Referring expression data
= Beginning of Section =
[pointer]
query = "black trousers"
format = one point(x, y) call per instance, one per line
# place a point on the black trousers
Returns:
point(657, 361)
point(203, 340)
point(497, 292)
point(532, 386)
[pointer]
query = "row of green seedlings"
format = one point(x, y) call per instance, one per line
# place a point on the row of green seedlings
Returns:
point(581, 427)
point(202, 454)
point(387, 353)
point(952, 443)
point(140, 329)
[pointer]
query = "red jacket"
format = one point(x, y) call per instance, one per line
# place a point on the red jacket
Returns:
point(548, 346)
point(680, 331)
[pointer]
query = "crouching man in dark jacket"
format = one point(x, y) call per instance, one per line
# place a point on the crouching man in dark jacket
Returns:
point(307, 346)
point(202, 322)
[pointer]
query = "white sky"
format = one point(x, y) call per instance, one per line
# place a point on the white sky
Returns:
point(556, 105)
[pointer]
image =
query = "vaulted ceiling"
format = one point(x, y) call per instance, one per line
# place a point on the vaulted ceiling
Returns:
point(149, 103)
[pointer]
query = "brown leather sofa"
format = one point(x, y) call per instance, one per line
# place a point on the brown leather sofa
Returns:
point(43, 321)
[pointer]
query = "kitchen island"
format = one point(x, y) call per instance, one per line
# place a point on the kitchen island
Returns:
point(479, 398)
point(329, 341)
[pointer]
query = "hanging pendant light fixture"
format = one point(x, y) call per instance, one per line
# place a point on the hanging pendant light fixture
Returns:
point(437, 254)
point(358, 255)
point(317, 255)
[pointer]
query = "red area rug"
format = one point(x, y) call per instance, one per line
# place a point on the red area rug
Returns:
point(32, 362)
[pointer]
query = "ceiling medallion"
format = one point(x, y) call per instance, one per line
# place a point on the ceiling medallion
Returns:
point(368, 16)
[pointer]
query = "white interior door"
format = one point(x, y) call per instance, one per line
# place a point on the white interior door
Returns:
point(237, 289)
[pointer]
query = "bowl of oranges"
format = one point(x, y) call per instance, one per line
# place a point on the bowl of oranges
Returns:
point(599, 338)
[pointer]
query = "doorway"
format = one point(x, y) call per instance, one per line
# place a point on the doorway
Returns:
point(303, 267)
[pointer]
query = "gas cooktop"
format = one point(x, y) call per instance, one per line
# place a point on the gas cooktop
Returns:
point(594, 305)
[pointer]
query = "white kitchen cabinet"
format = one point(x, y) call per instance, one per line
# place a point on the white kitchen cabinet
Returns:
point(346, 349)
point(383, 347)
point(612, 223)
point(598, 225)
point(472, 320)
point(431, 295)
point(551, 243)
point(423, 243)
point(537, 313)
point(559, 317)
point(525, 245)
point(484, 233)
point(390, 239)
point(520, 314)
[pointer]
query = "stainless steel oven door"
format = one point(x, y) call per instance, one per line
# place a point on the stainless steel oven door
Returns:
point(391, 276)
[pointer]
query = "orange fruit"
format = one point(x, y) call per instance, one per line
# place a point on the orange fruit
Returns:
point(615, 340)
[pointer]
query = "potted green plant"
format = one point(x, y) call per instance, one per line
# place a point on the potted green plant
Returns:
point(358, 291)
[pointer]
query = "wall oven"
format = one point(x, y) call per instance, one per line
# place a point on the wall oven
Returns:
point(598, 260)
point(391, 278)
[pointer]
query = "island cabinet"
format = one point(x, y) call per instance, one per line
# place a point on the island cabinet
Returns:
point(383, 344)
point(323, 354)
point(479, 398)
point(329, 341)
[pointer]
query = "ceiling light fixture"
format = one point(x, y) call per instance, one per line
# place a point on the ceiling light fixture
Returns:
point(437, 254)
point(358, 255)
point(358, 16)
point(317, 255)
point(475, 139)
= End of Section =
→ How to complete this task
Look for the line with "# place a point on the gas cooktop" in the records above. Repeat it and each line after it exactly.

→ Solution
# place a point on the gas cooktop
Returns:
point(594, 305)
[pointer]
query = "white kitchen cabinet"
format = one point(x, y) call per instance, one per line
# place a point on the white kitchen cabinet
Returns:
point(346, 349)
point(383, 347)
point(612, 223)
point(598, 225)
point(472, 320)
point(431, 295)
point(551, 243)
point(423, 243)
point(537, 313)
point(559, 317)
point(525, 245)
point(484, 233)
point(390, 239)
point(520, 314)
[pointer]
query = "stainless steel oven door"
format = one point(x, y) call per instance, one per line
# place a point on the stainless steel oven door
Returns:
point(391, 276)
[pointer]
query = "orange fruit"
format = one point(x, y) call per instance, one per line
# place a point on the orange fruit
Returns:
point(615, 340)
[pointer]
query = "potted green plant"
format = one point(x, y) call per instance, one per line
# place a point on the potted green plant
Returns:
point(358, 291)
[pointer]
query = "wall oven"
format = one point(x, y) call per instance, one per line
# place a point on the wall oven
Returns:
point(598, 260)
point(391, 278)
[pointer]
query = "island cabinet"
format = one point(x, y) call per instance, one per line
# place a point on the island cabinet
Returns:
point(383, 344)
point(323, 354)
point(479, 398)
point(329, 341)
[pointer]
query = "ceiling light fixture"
format = one point(x, y) call per instance, one per line
# place a point on the ceiling light fixture
Returns:
point(437, 254)
point(358, 255)
point(358, 16)
point(317, 255)
point(475, 139)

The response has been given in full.